## BRIEF
Pictures are not part of the answer. Return the lines from the one containing "Where can you spot the small potted" through the end of the data, both included, exactly as they appear.

## EXCERPTED RECORDS
■ ■ ■ ■
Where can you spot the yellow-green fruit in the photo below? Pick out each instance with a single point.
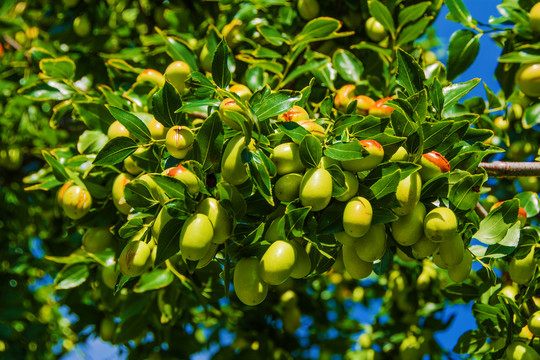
(316, 189)
(96, 240)
(291, 319)
(408, 194)
(277, 262)
(118, 193)
(286, 157)
(76, 202)
(233, 170)
(520, 351)
(248, 284)
(217, 215)
(177, 73)
(440, 224)
(461, 271)
(345, 238)
(357, 216)
(351, 181)
(357, 268)
(424, 247)
(534, 323)
(372, 245)
(134, 258)
(408, 229)
(302, 264)
(522, 270)
(196, 237)
(287, 187)
(179, 140)
(451, 251)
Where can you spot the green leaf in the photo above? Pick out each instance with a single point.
(165, 102)
(462, 51)
(157, 279)
(349, 67)
(410, 75)
(61, 68)
(71, 277)
(135, 126)
(382, 15)
(310, 151)
(220, 71)
(115, 151)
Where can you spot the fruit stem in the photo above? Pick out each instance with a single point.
(511, 169)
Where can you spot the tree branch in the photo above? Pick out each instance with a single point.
(511, 169)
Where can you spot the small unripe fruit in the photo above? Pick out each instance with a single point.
(528, 79)
(76, 202)
(177, 73)
(408, 229)
(152, 76)
(381, 110)
(248, 284)
(375, 30)
(308, 9)
(217, 215)
(186, 177)
(196, 237)
(296, 114)
(316, 189)
(287, 187)
(460, 272)
(286, 157)
(408, 194)
(357, 216)
(522, 270)
(358, 269)
(134, 258)
(179, 141)
(118, 193)
(233, 169)
(351, 181)
(433, 164)
(371, 161)
(96, 240)
(440, 224)
(277, 262)
(372, 245)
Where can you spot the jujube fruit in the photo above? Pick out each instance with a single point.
(316, 189)
(357, 216)
(277, 262)
(248, 284)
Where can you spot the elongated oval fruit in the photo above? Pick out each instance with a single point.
(286, 157)
(351, 181)
(316, 189)
(196, 237)
(357, 216)
(248, 284)
(461, 271)
(133, 259)
(451, 251)
(287, 187)
(409, 228)
(233, 169)
(277, 262)
(357, 268)
(408, 194)
(217, 215)
(522, 270)
(440, 224)
(372, 245)
(374, 157)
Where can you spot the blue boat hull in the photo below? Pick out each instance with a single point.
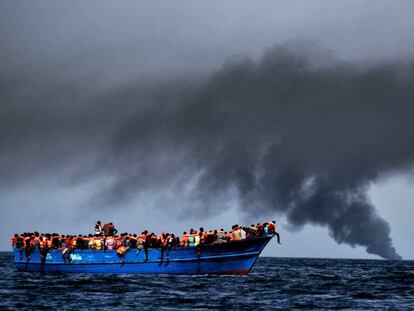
(236, 257)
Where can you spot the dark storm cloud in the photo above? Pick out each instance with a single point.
(295, 133)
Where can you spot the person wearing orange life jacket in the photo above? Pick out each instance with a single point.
(141, 241)
(14, 240)
(221, 237)
(201, 237)
(229, 236)
(28, 245)
(91, 243)
(121, 251)
(209, 237)
(272, 230)
(197, 239)
(112, 230)
(49, 243)
(170, 242)
(133, 240)
(184, 239)
(260, 229)
(56, 241)
(235, 233)
(109, 243)
(118, 241)
(252, 230)
(191, 239)
(98, 228)
(147, 244)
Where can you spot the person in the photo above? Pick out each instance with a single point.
(260, 229)
(121, 251)
(147, 245)
(28, 245)
(169, 245)
(141, 241)
(229, 236)
(191, 239)
(98, 228)
(242, 233)
(184, 239)
(112, 229)
(221, 236)
(55, 241)
(109, 243)
(235, 233)
(133, 241)
(272, 230)
(91, 243)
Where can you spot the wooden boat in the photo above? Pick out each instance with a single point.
(236, 257)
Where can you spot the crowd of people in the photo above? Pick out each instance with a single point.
(106, 237)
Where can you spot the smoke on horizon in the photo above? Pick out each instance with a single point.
(294, 133)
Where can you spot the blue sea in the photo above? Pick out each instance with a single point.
(274, 283)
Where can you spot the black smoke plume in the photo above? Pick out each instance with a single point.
(297, 133)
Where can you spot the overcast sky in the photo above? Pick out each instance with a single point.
(169, 115)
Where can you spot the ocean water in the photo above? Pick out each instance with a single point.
(274, 283)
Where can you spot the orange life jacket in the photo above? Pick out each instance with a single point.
(121, 250)
(271, 228)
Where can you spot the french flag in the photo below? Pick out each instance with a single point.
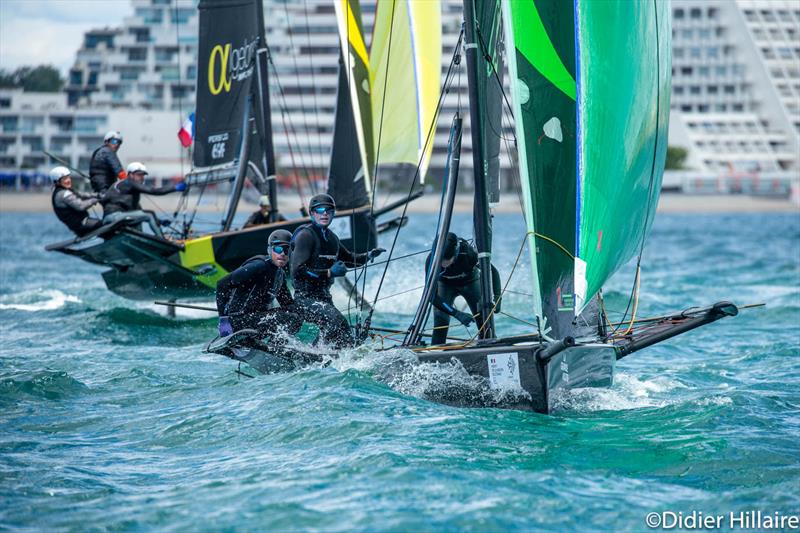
(186, 133)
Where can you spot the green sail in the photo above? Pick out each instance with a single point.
(590, 81)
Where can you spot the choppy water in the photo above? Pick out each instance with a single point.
(112, 418)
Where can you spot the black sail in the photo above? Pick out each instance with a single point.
(228, 41)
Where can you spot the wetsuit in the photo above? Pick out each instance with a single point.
(314, 251)
(248, 296)
(72, 208)
(122, 202)
(462, 278)
(258, 218)
(104, 169)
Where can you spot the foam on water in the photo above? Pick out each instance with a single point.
(37, 300)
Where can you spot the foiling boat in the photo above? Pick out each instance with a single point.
(590, 85)
(234, 144)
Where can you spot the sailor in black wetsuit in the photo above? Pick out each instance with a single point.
(121, 200)
(72, 208)
(246, 297)
(105, 168)
(460, 276)
(317, 258)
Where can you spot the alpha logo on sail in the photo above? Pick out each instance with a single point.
(227, 64)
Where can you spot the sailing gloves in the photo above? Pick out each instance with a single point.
(464, 318)
(225, 327)
(375, 252)
(338, 269)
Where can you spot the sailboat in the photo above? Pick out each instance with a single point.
(590, 85)
(233, 144)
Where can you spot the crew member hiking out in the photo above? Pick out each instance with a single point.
(459, 276)
(247, 296)
(71, 207)
(105, 168)
(262, 215)
(122, 199)
(317, 258)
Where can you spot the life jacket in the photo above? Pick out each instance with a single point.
(100, 167)
(71, 217)
(253, 298)
(120, 197)
(325, 254)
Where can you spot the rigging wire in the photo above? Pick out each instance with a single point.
(634, 297)
(431, 130)
(376, 167)
(297, 78)
(288, 127)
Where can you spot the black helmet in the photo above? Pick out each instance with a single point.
(321, 200)
(280, 236)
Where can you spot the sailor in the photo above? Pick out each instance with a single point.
(71, 207)
(105, 168)
(459, 276)
(121, 200)
(262, 215)
(246, 297)
(317, 258)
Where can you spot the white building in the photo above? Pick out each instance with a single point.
(32, 123)
(736, 85)
(735, 101)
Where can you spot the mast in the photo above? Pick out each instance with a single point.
(481, 217)
(415, 331)
(264, 115)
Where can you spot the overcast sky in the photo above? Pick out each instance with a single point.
(40, 32)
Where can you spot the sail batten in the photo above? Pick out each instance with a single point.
(586, 79)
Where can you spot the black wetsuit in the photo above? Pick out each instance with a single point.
(462, 278)
(104, 169)
(72, 208)
(248, 295)
(314, 251)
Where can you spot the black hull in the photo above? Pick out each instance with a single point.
(146, 267)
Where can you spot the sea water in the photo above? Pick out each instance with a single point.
(111, 417)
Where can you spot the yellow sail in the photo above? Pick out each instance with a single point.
(405, 70)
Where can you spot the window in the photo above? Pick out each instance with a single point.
(137, 54)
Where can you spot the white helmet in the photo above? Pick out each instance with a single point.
(136, 167)
(113, 136)
(59, 172)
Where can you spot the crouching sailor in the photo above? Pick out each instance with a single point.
(317, 258)
(459, 276)
(246, 297)
(71, 207)
(121, 200)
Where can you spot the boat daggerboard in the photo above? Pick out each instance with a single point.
(590, 83)
(356, 61)
(405, 69)
(227, 43)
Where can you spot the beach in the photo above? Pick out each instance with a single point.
(26, 202)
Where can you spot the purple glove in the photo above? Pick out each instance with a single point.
(225, 327)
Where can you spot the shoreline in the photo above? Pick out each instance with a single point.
(26, 202)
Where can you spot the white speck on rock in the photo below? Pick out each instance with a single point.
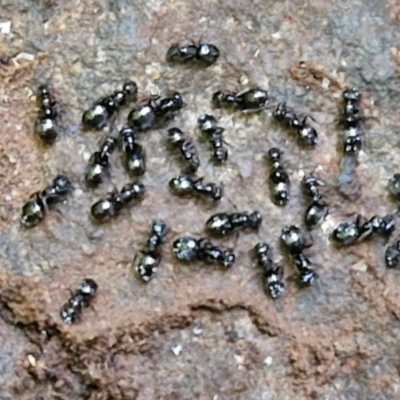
(177, 350)
(268, 360)
(5, 27)
(78, 193)
(197, 331)
(359, 266)
(25, 56)
(325, 83)
(86, 155)
(244, 80)
(239, 359)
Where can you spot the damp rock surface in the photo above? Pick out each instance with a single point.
(338, 339)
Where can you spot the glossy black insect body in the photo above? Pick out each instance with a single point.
(37, 206)
(189, 249)
(177, 140)
(154, 112)
(351, 122)
(146, 264)
(82, 297)
(278, 178)
(184, 185)
(392, 255)
(305, 270)
(223, 224)
(46, 126)
(134, 158)
(203, 53)
(305, 132)
(98, 167)
(294, 241)
(105, 209)
(318, 209)
(248, 100)
(350, 232)
(207, 124)
(101, 111)
(394, 186)
(272, 275)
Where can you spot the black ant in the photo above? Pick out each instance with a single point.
(350, 232)
(149, 259)
(82, 297)
(272, 274)
(45, 125)
(394, 186)
(189, 249)
(203, 53)
(98, 166)
(184, 185)
(248, 100)
(318, 209)
(306, 133)
(186, 147)
(278, 178)
(35, 209)
(223, 224)
(350, 122)
(294, 241)
(104, 209)
(102, 110)
(207, 124)
(134, 158)
(154, 111)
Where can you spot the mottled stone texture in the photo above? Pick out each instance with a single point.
(337, 340)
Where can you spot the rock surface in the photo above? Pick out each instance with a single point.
(197, 332)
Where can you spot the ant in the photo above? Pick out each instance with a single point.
(186, 147)
(306, 133)
(318, 209)
(38, 204)
(350, 122)
(294, 241)
(45, 125)
(106, 208)
(99, 161)
(272, 274)
(203, 53)
(278, 178)
(134, 158)
(82, 297)
(223, 224)
(102, 110)
(247, 100)
(149, 114)
(149, 260)
(350, 232)
(189, 249)
(207, 124)
(184, 185)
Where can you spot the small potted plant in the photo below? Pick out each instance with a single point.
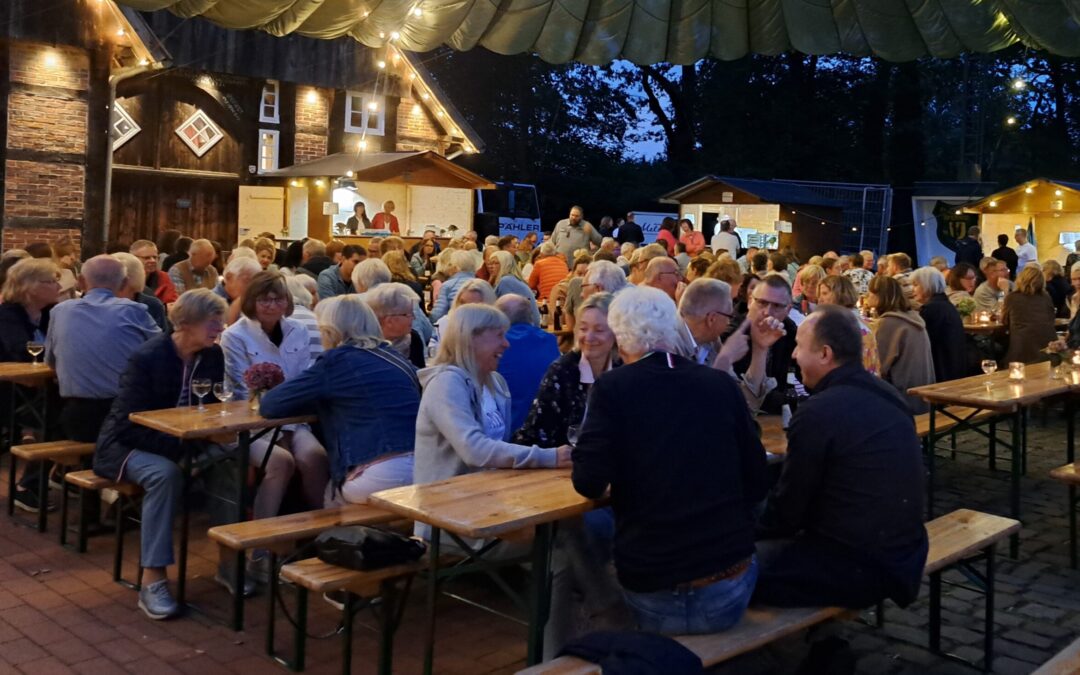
(261, 378)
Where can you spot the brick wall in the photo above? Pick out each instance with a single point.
(19, 238)
(312, 122)
(417, 129)
(44, 184)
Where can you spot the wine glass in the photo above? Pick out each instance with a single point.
(35, 349)
(223, 391)
(200, 387)
(572, 433)
(989, 366)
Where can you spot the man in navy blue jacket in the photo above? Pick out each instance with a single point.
(844, 526)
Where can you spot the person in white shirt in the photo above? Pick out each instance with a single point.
(727, 239)
(1025, 251)
(266, 334)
■ ■ ■ ■
## ANSWER IN FULL
Where can you spot the small potted plant in the photo below? Pick out each instance with a single point.
(261, 378)
Where can you spot the brick wall in the photo above? Pick out each instance with a single point.
(19, 238)
(312, 122)
(417, 129)
(44, 184)
Where can you spot the wine glass in the photo above? Pick out each instance with a single point.
(35, 349)
(223, 391)
(200, 387)
(572, 433)
(989, 366)
Where can you spot the man in navy blue jacket in the photo above? Pick out each instance with a single point.
(844, 526)
Where can you spot the person in white shirt in the photo above? Pick out each instance with a single point.
(727, 239)
(1025, 251)
(266, 334)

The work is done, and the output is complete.